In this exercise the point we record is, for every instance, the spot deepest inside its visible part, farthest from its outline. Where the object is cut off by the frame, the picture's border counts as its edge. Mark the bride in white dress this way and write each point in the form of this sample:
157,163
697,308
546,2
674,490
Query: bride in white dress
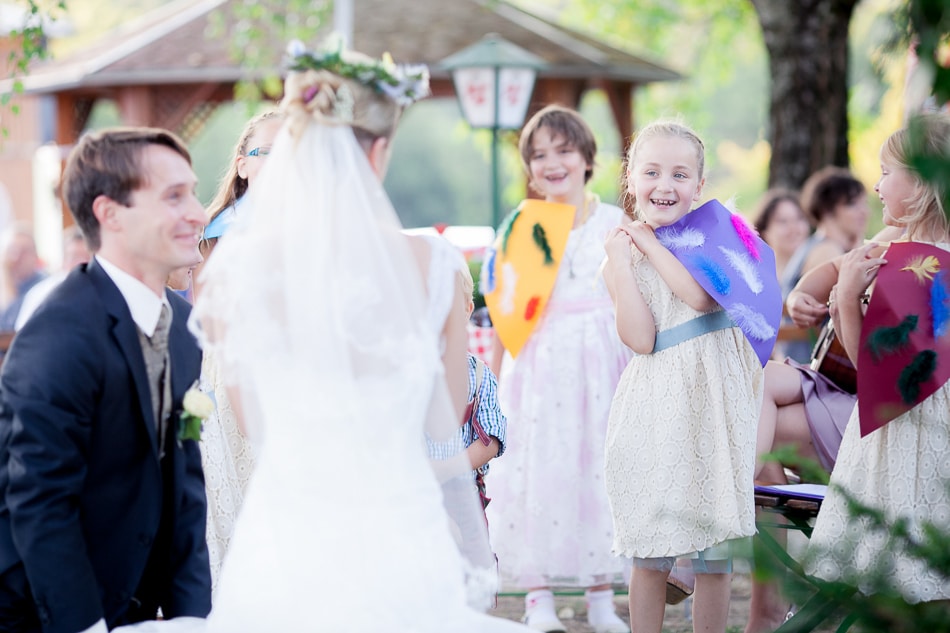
317,309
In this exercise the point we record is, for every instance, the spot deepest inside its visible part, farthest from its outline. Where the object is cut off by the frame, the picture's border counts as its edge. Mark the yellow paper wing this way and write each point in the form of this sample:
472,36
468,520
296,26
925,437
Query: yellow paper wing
520,271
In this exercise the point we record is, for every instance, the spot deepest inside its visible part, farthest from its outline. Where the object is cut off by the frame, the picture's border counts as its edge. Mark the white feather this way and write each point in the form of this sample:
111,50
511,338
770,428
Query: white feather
509,283
679,240
751,322
746,268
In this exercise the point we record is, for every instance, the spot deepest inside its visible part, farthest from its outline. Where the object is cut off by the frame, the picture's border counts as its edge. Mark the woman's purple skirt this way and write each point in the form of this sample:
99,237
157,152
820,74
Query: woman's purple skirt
827,409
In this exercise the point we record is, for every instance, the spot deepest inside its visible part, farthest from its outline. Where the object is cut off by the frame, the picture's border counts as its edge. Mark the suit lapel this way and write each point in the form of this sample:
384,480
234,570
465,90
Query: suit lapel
125,333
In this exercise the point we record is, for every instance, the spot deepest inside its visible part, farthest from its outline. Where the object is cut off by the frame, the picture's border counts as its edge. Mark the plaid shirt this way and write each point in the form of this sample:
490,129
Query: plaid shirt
489,415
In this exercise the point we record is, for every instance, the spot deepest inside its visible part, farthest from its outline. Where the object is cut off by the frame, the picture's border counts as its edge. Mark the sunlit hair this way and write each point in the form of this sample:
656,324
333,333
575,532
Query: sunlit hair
333,100
562,122
828,188
927,135
233,185
769,204
665,128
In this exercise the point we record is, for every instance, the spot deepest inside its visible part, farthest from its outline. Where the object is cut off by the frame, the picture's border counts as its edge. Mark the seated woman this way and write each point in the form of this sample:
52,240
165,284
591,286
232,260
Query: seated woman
836,205
803,409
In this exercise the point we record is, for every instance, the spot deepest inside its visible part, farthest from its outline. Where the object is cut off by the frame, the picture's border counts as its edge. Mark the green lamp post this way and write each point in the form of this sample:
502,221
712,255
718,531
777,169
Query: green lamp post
493,81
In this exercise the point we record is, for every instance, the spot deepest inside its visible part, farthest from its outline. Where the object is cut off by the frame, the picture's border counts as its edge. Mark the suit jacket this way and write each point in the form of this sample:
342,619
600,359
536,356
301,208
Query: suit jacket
101,526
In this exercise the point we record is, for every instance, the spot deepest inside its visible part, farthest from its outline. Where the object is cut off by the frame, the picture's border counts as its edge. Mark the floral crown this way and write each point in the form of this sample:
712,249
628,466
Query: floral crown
402,83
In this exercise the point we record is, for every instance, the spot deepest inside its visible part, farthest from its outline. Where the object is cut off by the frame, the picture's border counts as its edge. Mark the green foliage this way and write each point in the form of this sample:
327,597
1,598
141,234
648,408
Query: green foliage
32,36
258,32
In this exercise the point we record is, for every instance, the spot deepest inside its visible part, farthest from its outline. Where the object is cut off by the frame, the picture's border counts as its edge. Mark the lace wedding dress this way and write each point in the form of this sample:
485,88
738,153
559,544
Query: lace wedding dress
322,325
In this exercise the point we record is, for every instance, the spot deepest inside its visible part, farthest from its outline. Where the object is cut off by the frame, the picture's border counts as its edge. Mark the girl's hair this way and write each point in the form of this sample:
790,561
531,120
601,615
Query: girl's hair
769,204
927,135
667,128
335,100
562,122
826,189
233,186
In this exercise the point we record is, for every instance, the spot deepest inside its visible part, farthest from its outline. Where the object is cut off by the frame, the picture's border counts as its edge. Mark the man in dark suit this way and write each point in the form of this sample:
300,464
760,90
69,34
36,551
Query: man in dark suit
102,504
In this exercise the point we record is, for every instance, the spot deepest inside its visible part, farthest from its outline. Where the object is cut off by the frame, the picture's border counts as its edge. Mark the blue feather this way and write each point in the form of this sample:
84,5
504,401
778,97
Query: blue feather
940,304
714,273
486,280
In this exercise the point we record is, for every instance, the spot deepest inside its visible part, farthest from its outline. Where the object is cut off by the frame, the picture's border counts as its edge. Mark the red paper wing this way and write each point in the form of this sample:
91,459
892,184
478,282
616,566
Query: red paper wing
901,362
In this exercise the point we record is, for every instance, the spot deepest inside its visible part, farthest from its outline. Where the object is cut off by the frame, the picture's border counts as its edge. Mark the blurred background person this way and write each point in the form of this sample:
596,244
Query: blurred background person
781,222
75,252
227,457
22,269
836,204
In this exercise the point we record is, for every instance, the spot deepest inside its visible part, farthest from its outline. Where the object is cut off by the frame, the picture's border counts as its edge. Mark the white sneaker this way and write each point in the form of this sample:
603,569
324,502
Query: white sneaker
601,614
539,612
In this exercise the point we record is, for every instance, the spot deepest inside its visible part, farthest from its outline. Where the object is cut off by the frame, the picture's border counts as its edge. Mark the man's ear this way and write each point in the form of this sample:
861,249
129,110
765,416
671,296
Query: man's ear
379,156
241,169
104,208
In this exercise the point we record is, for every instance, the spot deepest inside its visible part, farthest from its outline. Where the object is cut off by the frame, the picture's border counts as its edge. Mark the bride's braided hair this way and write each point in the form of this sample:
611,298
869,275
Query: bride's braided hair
337,88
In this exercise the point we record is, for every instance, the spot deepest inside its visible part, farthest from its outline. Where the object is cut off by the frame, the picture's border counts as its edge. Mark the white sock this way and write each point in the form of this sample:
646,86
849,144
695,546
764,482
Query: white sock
539,606
601,609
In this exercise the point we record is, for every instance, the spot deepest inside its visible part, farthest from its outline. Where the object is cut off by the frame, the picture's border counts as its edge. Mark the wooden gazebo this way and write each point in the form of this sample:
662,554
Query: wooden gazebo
167,70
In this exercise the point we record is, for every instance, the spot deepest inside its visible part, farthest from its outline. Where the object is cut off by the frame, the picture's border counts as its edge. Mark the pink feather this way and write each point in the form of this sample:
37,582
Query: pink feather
747,235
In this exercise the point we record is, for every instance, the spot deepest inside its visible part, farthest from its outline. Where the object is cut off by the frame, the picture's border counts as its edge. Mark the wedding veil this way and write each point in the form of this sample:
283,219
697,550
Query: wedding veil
314,306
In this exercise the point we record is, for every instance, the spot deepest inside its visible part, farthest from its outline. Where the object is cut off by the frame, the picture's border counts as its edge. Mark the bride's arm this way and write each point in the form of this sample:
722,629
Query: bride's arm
455,358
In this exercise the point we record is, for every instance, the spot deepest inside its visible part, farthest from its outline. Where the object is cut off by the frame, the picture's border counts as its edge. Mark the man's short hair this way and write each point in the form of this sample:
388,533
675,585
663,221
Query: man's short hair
108,163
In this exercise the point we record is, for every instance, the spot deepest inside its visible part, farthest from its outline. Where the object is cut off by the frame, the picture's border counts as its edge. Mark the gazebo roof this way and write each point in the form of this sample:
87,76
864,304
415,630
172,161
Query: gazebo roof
175,45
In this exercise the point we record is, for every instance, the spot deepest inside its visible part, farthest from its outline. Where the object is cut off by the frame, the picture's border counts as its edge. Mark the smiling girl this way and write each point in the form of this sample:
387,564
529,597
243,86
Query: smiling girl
900,467
549,515
681,437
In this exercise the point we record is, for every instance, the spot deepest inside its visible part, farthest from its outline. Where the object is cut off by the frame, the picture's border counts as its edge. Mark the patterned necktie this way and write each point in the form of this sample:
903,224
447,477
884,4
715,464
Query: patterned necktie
155,349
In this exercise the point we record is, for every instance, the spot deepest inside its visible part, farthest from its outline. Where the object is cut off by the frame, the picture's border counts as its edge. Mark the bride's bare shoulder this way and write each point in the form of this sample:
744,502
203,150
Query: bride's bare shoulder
421,249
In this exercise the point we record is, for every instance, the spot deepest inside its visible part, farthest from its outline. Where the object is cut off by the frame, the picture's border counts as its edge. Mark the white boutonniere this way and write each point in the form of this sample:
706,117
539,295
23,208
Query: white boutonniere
197,406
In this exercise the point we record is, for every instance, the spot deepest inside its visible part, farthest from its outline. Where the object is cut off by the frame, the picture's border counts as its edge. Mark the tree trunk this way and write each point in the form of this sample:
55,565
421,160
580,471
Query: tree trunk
807,41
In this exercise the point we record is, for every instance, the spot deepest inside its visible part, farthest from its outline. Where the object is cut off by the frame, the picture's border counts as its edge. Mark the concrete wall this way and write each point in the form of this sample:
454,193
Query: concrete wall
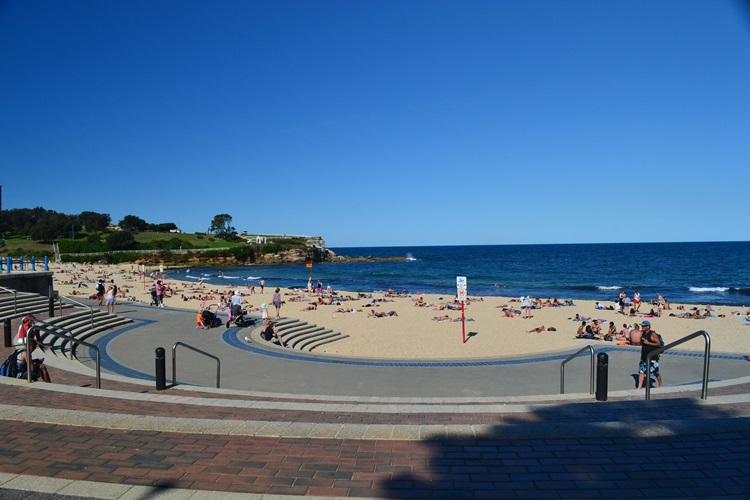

+--

* **What the task requires**: Scan the entries above for the string "concrete" and copy each line containing it.

* **Response to the exercise**:
In this exercise the point we record is, for every instance, the spot deepest inside its visible part, farthest from its outline. Where the object is cut off by the frame, the picture's border counts as its edge. Mark the concrete wall this way and write each point in the form of this sample:
Query: concrete wall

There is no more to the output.